==== Available data ====

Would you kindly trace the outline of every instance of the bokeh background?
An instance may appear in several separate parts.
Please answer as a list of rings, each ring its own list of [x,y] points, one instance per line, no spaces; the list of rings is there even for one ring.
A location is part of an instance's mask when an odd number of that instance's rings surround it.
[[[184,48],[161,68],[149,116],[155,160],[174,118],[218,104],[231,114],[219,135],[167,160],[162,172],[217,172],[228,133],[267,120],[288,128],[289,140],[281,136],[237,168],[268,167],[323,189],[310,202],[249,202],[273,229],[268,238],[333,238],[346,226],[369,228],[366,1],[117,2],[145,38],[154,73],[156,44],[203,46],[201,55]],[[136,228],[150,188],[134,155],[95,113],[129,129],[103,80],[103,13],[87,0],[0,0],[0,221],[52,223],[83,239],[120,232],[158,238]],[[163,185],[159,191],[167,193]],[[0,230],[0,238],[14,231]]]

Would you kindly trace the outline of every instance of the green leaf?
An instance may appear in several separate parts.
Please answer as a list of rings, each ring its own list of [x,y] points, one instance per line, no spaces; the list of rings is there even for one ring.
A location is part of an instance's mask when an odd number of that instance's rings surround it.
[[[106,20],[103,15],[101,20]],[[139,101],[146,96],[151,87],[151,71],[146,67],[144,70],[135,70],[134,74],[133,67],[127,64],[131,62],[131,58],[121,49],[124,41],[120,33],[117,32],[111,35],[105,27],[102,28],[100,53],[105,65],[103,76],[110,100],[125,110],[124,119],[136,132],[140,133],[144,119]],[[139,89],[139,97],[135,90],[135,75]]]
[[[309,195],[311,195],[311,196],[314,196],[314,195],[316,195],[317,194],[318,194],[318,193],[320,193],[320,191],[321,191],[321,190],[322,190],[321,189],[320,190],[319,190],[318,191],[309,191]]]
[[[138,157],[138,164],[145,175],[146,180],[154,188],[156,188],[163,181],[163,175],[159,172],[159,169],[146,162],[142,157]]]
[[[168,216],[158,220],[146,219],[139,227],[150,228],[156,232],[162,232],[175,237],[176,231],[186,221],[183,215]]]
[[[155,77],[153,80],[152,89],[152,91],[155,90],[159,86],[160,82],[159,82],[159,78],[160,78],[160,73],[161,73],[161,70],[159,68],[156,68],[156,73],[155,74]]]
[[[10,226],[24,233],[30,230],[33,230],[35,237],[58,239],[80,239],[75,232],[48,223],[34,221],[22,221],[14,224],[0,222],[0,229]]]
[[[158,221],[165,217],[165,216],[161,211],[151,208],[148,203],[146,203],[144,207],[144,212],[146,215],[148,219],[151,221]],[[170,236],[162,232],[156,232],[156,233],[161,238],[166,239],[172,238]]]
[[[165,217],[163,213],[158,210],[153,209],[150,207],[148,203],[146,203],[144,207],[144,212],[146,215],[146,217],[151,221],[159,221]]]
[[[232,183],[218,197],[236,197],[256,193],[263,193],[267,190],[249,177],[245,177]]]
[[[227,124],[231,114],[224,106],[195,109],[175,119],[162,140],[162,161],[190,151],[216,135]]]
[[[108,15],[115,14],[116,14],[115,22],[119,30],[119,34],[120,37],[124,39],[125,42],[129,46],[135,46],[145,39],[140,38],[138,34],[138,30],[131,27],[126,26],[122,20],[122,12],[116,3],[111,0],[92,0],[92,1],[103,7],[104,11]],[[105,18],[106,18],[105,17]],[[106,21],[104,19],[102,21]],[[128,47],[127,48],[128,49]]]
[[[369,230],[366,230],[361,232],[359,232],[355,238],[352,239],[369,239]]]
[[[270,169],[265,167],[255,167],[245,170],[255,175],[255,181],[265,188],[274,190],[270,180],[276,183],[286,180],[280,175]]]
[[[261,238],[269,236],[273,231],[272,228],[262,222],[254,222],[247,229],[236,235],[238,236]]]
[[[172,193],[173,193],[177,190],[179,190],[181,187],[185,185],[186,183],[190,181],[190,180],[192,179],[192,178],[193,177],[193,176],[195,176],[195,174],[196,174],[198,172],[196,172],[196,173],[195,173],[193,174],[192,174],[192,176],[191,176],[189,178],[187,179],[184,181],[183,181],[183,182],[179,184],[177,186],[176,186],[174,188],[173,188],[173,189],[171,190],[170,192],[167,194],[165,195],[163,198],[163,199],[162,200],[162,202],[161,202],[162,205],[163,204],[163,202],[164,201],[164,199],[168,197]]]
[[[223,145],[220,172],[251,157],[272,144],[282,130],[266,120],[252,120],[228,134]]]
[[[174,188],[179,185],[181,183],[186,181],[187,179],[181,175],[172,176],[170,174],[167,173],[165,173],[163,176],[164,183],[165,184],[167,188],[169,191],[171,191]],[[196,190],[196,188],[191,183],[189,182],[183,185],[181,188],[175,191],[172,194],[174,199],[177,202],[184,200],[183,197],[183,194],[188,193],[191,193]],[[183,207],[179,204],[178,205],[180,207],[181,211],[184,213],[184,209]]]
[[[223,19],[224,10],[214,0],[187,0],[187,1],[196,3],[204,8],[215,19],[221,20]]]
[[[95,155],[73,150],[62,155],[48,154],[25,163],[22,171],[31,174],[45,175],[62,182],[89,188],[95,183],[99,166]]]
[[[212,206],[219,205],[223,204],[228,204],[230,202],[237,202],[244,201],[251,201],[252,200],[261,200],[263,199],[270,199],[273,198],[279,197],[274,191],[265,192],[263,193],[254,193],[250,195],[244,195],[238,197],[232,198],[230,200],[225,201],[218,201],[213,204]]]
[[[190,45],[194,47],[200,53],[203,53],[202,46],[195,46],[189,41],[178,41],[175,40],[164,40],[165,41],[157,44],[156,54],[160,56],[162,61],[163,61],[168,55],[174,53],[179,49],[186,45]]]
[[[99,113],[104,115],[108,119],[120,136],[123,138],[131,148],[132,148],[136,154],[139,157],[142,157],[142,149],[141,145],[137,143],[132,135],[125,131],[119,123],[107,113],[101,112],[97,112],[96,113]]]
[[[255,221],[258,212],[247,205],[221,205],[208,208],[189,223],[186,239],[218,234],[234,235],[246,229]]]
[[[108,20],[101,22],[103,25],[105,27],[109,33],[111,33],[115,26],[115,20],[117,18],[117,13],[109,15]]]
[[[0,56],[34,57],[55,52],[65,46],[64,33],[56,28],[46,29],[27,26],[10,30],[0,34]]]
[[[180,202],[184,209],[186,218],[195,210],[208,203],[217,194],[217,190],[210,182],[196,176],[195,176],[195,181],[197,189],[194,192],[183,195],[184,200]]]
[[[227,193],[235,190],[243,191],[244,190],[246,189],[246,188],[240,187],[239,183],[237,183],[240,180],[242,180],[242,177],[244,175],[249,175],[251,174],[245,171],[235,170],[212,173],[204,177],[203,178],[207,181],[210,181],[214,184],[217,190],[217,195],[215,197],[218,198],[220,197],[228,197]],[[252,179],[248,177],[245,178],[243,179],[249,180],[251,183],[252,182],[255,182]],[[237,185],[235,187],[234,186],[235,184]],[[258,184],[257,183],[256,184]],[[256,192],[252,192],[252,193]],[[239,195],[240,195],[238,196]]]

====

## Exercise
Report how many lines in the records above contain the string "outline", with case counting. Give only the number.

## Worked answer
2